* **WHAT YOU NEED TO DO**
Whatever the records below hold, copy it all out exactly.

* **RECORDS PROVIDED**
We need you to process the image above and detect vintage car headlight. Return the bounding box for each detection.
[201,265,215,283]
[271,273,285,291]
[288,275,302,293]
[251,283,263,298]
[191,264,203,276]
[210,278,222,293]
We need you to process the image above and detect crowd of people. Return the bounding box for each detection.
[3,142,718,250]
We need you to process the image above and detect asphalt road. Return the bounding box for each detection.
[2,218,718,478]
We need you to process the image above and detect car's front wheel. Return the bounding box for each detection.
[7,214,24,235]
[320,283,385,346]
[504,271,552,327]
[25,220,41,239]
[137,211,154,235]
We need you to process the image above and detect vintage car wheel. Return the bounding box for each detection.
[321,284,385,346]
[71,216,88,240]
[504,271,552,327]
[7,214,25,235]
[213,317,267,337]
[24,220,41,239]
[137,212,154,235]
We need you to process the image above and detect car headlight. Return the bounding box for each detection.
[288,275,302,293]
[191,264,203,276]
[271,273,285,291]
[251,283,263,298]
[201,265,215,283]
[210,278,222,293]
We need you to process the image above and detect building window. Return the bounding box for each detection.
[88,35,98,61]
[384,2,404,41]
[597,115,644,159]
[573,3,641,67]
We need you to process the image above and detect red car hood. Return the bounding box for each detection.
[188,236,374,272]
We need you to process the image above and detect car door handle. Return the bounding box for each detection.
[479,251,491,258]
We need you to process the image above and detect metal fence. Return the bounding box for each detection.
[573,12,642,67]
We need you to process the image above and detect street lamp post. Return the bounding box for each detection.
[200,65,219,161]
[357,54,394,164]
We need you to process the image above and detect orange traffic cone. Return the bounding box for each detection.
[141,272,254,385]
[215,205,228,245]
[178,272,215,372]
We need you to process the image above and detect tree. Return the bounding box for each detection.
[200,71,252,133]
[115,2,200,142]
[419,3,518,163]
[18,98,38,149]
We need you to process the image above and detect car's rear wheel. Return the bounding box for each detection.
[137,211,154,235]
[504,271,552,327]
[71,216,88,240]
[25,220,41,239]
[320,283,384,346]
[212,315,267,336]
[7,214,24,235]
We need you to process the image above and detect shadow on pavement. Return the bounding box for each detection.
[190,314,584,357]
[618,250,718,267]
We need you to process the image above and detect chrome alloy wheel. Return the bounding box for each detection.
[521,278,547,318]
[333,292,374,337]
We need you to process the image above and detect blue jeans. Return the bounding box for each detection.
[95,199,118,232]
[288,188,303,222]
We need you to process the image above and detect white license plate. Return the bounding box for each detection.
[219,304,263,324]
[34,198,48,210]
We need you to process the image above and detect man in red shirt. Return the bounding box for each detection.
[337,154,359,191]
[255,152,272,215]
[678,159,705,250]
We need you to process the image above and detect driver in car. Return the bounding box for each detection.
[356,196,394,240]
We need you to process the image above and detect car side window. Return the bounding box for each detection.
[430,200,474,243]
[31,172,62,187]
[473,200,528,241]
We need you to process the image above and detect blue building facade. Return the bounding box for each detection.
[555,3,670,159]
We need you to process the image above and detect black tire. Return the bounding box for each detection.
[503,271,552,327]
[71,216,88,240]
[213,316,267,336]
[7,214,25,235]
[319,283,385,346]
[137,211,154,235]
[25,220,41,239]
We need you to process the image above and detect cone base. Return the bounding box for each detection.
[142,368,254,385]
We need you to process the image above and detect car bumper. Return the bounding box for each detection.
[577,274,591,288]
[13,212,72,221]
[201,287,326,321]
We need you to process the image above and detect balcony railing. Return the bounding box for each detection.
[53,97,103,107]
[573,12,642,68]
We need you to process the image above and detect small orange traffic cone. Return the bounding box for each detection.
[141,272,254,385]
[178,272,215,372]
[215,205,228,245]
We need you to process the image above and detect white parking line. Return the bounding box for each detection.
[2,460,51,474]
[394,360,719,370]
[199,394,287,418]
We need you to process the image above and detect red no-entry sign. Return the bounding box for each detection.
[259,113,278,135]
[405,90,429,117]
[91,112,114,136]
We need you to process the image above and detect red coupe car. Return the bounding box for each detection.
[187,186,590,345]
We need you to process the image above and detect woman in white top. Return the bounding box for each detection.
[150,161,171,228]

* **RESULT OF THIS EXERCISE**
We need you to process the image above and detect vintage car headlight. Return the bounding box for each detection.
[201,265,215,283]
[271,273,285,291]
[288,275,302,293]
[251,283,263,298]
[191,264,203,276]
[210,278,222,293]
We need you to process the image above and detect crowd of people. Return the bounding box for each detection.
[3,142,718,250]
We need you to process the image above and detect asphalt road. Return the bounding box for each detection.
[2,218,718,478]
We need you to process the image above and detect car's front wheel. Return the bounding box for each detection.
[7,214,24,235]
[320,283,385,346]
[504,271,552,327]
[25,220,41,239]
[137,211,154,235]
We need you to process the image above and detect vintage car wheel. Return the bounding box for each detection.
[321,284,385,346]
[71,216,88,240]
[504,271,552,327]
[7,214,25,235]
[213,317,267,337]
[24,220,41,239]
[137,212,154,235]
We need you to process the image above and detect car headlight. Return the bounding box for each detection.
[288,275,302,293]
[191,264,203,276]
[271,273,285,291]
[251,283,263,298]
[201,265,215,283]
[210,278,222,293]
We need you to process the image above and detect building window. Return the bounding box for each detection.
[88,35,98,61]
[384,2,404,41]
[597,115,644,159]
[573,3,641,67]
We need you to process the image above and detect red car hood. Return the bounding box for each detection.
[188,236,374,272]
We need you to process the image above and detect car door handle. Return the bounding box for each detection.
[479,251,491,258]
We need you to process the image above and detect metal fence. Return the bounding box for each detection.
[573,12,642,67]
We need you to process the image above and detect street lamp post. Return the bounding box for each detection.
[200,65,219,161]
[357,54,394,164]
We need you to process the image above and detect orange traffic cone. Return the bounding box for each detection.
[141,272,254,385]
[215,205,228,245]
[178,272,215,372]
We need you to process the image above and detect tree. Return the bounding box for each detection.
[200,71,252,133]
[115,2,200,142]
[419,3,518,163]
[18,98,38,149]
We need you to process the image above and detect car's rear wheel. Return the bounding box for each detection.
[137,211,154,235]
[504,271,552,327]
[71,216,88,240]
[25,220,41,239]
[320,283,384,346]
[212,315,267,336]
[7,214,24,235]
We need you to process the image above and detect shadow on pavement. Return the bounding box for each detection.
[190,314,584,357]
[618,250,718,267]
We need you to process the image above and detect chrome alloy wheel. Return the bounding box for each detection.
[521,278,547,318]
[333,292,374,337]
We need you to process the image above and detect blue jeans. Return the bounding box for each detection.
[95,199,118,232]
[288,188,303,222]
We need you to process the image above and detect white license plate. Return the bounding box for each detection.
[219,304,263,324]
[34,198,48,210]
We need you to process the image above and detect man in red shirt. Return the bounding box for each detection.
[337,154,359,191]
[255,152,272,215]
[678,159,705,250]
We need you to process the image above and detect driver in car. Return the bounding box for each detection.
[356,196,394,240]
We need you to process the image above and detect car side window. Return the bounding box for each detection.
[430,200,474,243]
[31,172,62,187]
[473,200,528,241]
We need you to process the image above and detect blue building facade. Return the bounding box for each detection.
[555,3,670,159]
We need you to process the image above and detect black tire. Return the bounding box for each detection.
[503,271,552,327]
[71,216,88,240]
[213,316,267,336]
[7,214,25,235]
[319,283,385,346]
[137,211,154,235]
[25,220,41,239]
We need you to process the image above and detect cone base. Return the bounding box for each detection.
[142,368,254,385]
We need you to process the image above and detect car bumper. Return the bounding box for each detection.
[577,274,591,288]
[13,212,72,221]
[201,287,326,321]
We need you to process the image above and detect balcony railing. Return the bounding box for each detection.
[53,97,103,107]
[573,12,642,68]
We need you to process the image above and detect small orange traffic cone. Return the bounding box for each detection.
[141,272,254,385]
[178,272,215,372]
[215,205,228,245]
We need you to process the image above and detect white parking line. Return the bounding box for each detection.
[2,460,51,474]
[394,360,719,370]
[199,394,287,418]
We need you to process the image above and detect red no-entry sign. Return the bounding box for each detection.
[259,113,278,135]
[405,90,429,117]
[91,112,114,136]
We need you to process the image above and detect red coupe car. Return the bounding box for each detection.
[187,186,590,345]
We need you to process the image above and detect woman in white top. Return the bounding box for each detection.
[150,161,171,228]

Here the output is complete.